- [TASKS TO PERFORM]:
(a) Set down word for word everything in the Hiva-Oa travel passage below, from "In Hiva-Oa are" down to "read (my translation).".
(b) Using the Hiva-Oa travel passage below, decide whether each statement agrees with it, answering yes or no and quoting the words that settle it. (i) Jacques Brel was born in Belgium. (ii) Jacques Brel died in 1978 at the age of 59. (iii) The writer crouched beside the statue to look at the baby.

- [EXTRACT PROVIDED]:
During our visit of the island we went to see a ceremonial site where Polynesians, in the old days, carved the famous tikis those stone statues representing important people or an important moment in life such as here on the right picture where we can see the statue of a woman giving birth. From her look the baby must have been quite huge maybe the warrior we see in the background of the picture on the left! By the way I am not crouching to look at the baby in question but to observe the carvings at the base of the statue!
In Hiva-Oa are buried two famous people; the author and interpret Jacques Brel and the master painter Paul Gauguin. Jacques Brel, born in Belgium, spent the last years of his life here and passed away prematurely in 1978 at the age of 49; thanks to the cigarette and the lung cancer that followed. Many of you may not know Brel who was a signer made vary famous in the French world by his very deep and poetic songs. The interpretation of his songs was profound and made with a very emotional control of the tones and tempos completely unique to him. If you haven’t heard Jacques Brel before go to the music store and buy one of his greatest hit albums, sit down and just listen. You may not understand the lyrics but just the way he sings will make you dream. One the plaque next to his grave we can read (my translation).

- [RECORDS]:
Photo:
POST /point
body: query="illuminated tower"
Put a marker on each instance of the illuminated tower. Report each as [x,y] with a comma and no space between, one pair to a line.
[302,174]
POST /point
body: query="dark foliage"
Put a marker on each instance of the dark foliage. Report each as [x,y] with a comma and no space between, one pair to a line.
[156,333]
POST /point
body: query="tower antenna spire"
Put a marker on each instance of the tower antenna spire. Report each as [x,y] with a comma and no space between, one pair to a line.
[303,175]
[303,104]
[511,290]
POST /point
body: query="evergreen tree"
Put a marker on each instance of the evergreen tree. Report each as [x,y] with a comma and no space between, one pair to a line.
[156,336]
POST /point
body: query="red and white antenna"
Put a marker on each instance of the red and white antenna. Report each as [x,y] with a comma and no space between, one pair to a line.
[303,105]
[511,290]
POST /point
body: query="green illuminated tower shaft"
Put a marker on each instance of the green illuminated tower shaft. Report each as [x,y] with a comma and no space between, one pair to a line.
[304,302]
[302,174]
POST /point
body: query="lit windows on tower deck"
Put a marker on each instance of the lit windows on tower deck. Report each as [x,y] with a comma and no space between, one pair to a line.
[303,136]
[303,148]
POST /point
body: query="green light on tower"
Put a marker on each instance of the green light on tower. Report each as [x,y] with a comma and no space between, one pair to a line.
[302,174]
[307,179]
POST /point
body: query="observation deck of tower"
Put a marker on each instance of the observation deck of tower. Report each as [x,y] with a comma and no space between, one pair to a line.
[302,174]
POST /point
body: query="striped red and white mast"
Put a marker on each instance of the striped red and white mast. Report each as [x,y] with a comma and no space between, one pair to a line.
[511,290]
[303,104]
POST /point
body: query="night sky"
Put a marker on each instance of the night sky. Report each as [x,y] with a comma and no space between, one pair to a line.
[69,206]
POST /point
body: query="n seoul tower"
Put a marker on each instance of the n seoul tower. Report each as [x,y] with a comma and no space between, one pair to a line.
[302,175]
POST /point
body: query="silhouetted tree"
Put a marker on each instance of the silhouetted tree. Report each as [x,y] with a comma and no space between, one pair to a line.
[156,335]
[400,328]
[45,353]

- [OUTPUTS IN ORDER]:
(a)
In Hiva-Oa are buried two famous people; the author and interpret Jacques Brel and the master painter Paul Gauguin. Jacques Brel, born in Belgium, spent the last years of his life here and passed away prematurely in 1978 at the age of 49; thanks to the cigarette and the lung cancer that followed. Many of you may not know Brel who was a signer made vary famous in the French world by his very deep and poetic songs. The interpretation of his songs was profound and made with a very emotional control of the tones and tempos completely unique to him. If you haven’t heard Jacques Brel before go to the music store and buy one of his greatest hit albums, sit down and just listen. You may not understand the lyrics but just the way he sings will make you dream. One the plaque next to his grave we can read (my translation).

(b)
(i) Yes: "Jacques Brel, born in Belgium"
(ii) No: "passed away prematurely in 1978 at the age of 49"
(iii) No: "I am not crouching to look at the baby in question but to observe the carvings at the base of the statue!"